*Text block*

== == ==

Maintenance of Hydration

Maintain hydration of patients presenting with severe or some dehydration. Replace ongoing fluid losses until diarrhea stops.

When a patient who has been rehydrated with IV fluid or ORS solution is reassessed and has no signs of dehydration, continue to administer ORS solution to maintain normal hydration. The aim is to replace stool losses as they occur with an equivalent amount of ORS solution. See Table 5 .

The amount of ORS solution required to maintain hydration varies greatly among patients, depending on the volume of stool passed. It is highest in the first 24 hours of treatment and is especially large in patients who present with severe dehydration. In the first 24 hours, the average requirement of ORS solution in such patients is 200 mL/kg, but some patients may need as much as 350 mL/kg.

Continue to reassess the patient for signs of dehydration at least every 4 hours to ensure that enough ORS solution is being taken. Patients with profuse ongoing diarrhea require more frequent monitoring. If signs of some dehydration are detected, the patient should be rehydrated as described earlier, before continuing with treatment to maintain hydration.

A few patients, whose ongoing stool output is very large, may have difficulty in drinking the volume of ORS needed to maintain hydration. If these patients become tired, vomit frequently, or develop abdominal distension, ORS solution should be stopped and hydration should be maintained intravenously with lactated Ringer solution or isotonic sodium chloride solution, administering 50 mL/kg in 3 hours. After this is done, resuming treatment with ORS solution is usually possible.

Keep the patient under observation, if possible, until diarrhea stops or is infrequent and of small volume. This is especially important for any patient presenting with severe dehydration. If a patient must be discharged from the hospital before diarrhea has stopped, show the caretaker how to prepare and give ORS solution, and instruct the caretaker to continue to give ORS solution, as above. Also instruct the caretaker to return the patient to the hospital if any signs of danger appear.

== == ==

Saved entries
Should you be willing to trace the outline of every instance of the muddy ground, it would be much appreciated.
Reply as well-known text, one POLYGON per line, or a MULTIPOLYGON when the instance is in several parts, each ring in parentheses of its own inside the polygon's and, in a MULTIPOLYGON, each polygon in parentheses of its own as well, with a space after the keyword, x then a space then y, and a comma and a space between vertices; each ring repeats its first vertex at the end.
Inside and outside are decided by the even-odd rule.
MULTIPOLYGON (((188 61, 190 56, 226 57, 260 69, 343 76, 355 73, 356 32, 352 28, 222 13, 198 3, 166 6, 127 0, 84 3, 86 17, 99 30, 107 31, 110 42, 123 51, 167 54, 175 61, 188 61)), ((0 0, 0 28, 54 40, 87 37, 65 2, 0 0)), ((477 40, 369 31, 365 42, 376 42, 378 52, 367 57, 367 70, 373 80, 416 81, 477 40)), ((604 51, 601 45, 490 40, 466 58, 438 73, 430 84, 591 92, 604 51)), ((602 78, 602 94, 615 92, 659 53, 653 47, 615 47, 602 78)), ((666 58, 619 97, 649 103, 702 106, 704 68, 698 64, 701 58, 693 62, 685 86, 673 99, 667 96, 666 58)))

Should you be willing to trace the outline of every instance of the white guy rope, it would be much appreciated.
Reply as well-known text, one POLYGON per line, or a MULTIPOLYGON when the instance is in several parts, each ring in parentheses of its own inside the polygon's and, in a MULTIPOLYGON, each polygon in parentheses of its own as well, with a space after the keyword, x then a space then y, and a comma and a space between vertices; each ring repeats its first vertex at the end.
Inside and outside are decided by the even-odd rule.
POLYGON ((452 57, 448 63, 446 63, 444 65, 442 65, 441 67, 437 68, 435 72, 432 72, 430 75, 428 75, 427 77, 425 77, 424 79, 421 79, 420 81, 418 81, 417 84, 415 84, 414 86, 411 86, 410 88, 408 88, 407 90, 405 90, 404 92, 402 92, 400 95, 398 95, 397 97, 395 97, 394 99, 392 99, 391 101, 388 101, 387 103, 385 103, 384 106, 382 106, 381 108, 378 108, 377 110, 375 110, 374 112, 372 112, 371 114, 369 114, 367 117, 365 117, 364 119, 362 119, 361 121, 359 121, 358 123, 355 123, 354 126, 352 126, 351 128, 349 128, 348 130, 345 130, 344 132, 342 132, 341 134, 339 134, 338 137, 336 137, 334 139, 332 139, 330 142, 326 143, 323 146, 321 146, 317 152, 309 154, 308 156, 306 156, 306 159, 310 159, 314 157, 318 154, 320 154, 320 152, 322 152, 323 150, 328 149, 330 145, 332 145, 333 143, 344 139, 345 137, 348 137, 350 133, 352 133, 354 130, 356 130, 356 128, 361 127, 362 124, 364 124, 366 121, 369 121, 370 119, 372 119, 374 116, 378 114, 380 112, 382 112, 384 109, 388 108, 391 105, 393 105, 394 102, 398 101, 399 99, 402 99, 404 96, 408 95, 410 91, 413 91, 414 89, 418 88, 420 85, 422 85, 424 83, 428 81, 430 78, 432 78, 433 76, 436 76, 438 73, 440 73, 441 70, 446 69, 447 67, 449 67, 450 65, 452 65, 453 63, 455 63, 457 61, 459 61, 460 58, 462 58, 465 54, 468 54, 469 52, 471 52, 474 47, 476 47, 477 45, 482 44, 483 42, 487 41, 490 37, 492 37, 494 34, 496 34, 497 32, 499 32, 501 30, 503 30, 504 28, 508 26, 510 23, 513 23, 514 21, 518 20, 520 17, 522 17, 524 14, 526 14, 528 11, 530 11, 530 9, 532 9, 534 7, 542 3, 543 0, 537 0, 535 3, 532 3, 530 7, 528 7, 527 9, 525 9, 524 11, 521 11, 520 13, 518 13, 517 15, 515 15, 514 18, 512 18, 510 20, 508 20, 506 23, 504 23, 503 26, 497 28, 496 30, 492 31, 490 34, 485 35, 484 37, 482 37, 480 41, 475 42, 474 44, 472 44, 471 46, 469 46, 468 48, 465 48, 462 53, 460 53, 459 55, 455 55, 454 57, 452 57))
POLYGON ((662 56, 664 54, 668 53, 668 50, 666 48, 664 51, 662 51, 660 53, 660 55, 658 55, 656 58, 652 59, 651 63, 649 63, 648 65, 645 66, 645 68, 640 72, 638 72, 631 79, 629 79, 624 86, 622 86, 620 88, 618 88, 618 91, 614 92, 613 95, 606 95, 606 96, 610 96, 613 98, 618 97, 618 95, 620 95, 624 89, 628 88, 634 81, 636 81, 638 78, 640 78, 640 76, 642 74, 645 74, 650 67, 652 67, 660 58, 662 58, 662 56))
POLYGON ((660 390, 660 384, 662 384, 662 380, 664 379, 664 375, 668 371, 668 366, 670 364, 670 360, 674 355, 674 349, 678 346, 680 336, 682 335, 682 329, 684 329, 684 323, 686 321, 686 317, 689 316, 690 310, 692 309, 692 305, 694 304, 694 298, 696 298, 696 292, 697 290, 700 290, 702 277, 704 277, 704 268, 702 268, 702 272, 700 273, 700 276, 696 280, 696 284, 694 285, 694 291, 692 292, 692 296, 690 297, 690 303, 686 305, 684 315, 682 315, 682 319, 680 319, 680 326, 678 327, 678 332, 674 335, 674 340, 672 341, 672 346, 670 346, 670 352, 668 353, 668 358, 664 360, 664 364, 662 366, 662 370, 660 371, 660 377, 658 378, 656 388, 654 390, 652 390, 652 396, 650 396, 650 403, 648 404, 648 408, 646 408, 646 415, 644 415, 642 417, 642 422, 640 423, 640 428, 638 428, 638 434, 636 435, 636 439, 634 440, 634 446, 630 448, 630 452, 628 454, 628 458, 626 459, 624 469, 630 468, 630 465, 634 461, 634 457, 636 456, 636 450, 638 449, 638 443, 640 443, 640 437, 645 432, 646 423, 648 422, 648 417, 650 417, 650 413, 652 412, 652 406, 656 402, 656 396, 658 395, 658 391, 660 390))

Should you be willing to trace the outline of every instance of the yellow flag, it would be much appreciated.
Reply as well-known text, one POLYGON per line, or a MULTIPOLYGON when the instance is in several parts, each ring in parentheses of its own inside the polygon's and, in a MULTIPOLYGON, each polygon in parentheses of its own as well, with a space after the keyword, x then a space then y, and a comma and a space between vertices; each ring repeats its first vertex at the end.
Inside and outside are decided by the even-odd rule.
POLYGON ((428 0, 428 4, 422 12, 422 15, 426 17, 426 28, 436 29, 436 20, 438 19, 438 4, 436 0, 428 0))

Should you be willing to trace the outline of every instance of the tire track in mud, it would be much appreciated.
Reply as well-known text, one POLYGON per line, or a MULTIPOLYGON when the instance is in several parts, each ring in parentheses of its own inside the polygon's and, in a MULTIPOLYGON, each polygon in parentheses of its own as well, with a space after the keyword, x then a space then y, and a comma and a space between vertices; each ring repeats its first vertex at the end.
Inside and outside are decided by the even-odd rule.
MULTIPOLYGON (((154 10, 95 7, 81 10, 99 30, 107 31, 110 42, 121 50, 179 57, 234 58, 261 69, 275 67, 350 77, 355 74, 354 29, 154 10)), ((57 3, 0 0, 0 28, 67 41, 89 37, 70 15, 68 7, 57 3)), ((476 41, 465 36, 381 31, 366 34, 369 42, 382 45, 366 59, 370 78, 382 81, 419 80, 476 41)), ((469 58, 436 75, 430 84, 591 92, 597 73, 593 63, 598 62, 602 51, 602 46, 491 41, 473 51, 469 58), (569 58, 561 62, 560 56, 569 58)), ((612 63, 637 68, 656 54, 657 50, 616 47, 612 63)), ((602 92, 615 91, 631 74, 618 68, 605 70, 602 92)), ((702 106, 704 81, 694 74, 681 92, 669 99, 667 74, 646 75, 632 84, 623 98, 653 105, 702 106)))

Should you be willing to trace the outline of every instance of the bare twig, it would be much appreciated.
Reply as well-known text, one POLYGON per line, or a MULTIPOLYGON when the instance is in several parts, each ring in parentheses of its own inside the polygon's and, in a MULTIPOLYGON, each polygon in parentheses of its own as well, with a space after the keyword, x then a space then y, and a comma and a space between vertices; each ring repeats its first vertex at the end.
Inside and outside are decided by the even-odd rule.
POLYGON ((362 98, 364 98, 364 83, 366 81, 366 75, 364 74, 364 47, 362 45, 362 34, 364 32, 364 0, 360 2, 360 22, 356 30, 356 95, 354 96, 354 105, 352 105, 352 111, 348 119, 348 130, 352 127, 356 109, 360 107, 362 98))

== == ==

*Problem 1*
From the text on maintaining hydration, quote the passage starting at "When a patient" and ending at "See Table 5 .".
*Problem 2*
Answer these from the text on maintaining hydration:
(a) In the first 24 hours, what is the average ORS solution requirement for patients who present with severe dehydration?
(b) How often, at minimum, should the patient be reassessed for signs of dehydration?
(c) When hydration must be maintained intravenously, how much fluid is given and over what period?

*Exercise result 1*
When a patient who has been rehydrated with IV fluid or ORS solution is reassessed and has no signs of dehydration, continue to administer ORS solution to maintain normal hydration. The aim is to replace stool losses as they occur with an equivalent amount of ORS solution. See Table 5 .

*Exercise result 2*
(a) 200 mL/kg
(b) At least every 4 hours
(c) 50 mL/kg in 3 hours